Records contained in a dataset
####################

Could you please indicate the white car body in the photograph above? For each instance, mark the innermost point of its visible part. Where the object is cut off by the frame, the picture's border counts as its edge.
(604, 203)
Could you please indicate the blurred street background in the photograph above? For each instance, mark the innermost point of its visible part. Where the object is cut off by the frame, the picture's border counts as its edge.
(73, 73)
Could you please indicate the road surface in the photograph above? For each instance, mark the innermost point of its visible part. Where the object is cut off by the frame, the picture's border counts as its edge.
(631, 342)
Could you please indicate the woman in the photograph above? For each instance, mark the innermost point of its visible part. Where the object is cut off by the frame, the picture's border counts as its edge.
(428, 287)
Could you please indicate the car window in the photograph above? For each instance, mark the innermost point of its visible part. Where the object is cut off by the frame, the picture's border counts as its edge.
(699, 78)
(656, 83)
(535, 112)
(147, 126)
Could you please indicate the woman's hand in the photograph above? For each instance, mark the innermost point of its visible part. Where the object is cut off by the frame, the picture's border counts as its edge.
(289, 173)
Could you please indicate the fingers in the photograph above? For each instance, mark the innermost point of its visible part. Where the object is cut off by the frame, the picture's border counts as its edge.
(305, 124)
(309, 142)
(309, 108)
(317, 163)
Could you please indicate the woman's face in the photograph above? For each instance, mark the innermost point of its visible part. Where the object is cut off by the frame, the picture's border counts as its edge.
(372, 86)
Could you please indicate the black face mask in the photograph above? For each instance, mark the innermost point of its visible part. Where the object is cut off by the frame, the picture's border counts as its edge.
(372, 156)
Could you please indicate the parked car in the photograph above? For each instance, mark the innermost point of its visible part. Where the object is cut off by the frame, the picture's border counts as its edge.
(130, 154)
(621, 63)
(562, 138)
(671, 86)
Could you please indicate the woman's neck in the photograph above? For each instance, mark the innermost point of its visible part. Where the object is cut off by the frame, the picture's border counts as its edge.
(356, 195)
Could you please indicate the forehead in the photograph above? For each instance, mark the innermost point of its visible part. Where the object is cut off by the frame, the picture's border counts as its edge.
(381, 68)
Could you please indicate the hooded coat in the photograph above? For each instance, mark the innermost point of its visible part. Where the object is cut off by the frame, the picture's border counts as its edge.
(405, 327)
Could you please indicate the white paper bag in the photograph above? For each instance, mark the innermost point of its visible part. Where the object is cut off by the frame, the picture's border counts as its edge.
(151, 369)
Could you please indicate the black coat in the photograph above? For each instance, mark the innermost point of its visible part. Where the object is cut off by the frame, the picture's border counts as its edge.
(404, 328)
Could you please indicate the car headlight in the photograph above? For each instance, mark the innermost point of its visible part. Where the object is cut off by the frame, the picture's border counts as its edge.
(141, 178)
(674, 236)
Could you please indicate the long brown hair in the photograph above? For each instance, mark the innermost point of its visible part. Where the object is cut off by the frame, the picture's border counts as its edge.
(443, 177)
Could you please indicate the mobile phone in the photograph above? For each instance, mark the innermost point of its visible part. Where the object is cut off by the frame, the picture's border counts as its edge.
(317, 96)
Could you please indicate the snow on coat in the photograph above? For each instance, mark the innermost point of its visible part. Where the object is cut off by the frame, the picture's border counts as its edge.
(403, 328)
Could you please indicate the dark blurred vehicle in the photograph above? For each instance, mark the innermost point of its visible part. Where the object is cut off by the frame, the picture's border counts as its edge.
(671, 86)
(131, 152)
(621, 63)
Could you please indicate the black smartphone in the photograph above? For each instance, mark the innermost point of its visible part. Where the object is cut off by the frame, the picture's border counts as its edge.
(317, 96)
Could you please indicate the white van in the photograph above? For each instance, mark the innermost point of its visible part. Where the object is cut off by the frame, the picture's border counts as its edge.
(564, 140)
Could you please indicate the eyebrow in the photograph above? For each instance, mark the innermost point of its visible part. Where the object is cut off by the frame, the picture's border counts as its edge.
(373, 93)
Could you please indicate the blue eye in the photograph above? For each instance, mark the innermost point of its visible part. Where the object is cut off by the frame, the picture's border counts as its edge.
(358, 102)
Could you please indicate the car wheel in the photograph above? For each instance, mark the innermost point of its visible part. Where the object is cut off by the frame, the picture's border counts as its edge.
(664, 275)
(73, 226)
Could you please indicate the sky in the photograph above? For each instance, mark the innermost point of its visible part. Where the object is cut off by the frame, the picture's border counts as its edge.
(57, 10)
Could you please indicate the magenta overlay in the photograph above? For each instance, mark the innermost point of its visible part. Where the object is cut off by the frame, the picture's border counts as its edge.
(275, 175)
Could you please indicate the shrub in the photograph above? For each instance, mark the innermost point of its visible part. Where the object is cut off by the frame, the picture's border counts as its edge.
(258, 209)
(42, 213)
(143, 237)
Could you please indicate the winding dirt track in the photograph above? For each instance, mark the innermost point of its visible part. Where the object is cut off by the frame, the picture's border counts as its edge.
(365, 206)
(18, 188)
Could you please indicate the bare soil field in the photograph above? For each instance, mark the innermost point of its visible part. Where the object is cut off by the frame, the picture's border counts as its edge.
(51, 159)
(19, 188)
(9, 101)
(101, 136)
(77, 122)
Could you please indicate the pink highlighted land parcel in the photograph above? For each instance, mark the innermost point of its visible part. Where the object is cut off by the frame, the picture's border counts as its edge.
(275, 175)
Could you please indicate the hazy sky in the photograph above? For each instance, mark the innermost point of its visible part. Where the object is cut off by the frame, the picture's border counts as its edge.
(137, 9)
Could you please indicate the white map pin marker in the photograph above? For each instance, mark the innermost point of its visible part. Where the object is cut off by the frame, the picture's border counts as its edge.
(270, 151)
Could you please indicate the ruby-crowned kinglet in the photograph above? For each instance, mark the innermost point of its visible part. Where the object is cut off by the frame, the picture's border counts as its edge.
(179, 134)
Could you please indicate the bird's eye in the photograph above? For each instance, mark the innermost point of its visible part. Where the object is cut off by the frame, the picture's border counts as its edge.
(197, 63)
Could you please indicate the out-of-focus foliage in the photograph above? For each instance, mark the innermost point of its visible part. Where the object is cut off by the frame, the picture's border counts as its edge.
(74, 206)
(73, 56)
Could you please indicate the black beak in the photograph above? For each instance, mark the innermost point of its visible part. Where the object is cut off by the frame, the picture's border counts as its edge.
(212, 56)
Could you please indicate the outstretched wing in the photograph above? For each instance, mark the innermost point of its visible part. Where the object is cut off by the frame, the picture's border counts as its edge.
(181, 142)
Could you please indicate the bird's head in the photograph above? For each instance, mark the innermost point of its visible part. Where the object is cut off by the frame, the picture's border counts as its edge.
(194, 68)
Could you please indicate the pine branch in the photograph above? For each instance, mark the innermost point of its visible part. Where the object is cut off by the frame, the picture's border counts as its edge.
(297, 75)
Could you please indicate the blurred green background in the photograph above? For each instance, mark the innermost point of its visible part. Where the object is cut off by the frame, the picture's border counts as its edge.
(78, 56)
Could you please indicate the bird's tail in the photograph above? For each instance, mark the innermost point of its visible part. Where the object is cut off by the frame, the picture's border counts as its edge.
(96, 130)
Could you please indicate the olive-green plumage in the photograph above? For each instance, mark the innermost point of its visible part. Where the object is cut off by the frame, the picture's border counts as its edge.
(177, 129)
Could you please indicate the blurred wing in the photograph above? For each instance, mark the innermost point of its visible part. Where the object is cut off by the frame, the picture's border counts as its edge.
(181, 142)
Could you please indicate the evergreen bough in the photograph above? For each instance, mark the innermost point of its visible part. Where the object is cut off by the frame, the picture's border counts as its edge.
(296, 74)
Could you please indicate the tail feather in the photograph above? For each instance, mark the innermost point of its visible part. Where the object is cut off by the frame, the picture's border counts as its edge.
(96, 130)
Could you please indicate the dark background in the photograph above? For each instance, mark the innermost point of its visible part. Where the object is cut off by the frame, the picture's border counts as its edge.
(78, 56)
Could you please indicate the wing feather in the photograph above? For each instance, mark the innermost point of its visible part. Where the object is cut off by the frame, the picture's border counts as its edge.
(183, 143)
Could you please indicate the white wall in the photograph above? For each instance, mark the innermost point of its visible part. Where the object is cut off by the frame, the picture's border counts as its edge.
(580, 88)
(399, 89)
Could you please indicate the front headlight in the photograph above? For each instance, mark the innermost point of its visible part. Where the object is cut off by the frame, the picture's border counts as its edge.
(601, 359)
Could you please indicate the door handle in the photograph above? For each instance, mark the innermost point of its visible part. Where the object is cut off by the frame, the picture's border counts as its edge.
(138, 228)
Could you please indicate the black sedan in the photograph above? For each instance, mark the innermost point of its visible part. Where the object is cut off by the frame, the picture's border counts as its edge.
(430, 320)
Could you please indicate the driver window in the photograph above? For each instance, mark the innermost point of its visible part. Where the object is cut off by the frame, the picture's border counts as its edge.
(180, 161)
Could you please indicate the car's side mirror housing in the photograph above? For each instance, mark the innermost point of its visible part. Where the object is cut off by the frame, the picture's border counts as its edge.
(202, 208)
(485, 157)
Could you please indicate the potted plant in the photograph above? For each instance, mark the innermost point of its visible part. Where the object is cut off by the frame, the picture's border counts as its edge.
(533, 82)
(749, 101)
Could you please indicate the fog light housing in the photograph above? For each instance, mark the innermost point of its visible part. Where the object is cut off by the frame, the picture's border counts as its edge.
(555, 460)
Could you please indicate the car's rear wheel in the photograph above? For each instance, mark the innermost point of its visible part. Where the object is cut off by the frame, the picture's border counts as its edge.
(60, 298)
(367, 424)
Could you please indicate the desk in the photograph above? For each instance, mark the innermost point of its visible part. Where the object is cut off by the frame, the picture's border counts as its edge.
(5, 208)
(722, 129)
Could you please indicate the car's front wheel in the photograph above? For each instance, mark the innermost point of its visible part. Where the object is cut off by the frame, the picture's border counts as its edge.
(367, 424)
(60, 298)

####################

• [TASK TO CARRY OUT] Look above for the line containing "Could you please indicate the car's front", then transcribe it and all lines after it through the last, exactly and with nothing else.

• [RESULT]
Could you please indicate the car's front wheel in the photograph above? For each instance, mark the innermost point of its visible part. Where the object is cut off by the frame, the picture's border counts as its edge.
(367, 424)
(60, 298)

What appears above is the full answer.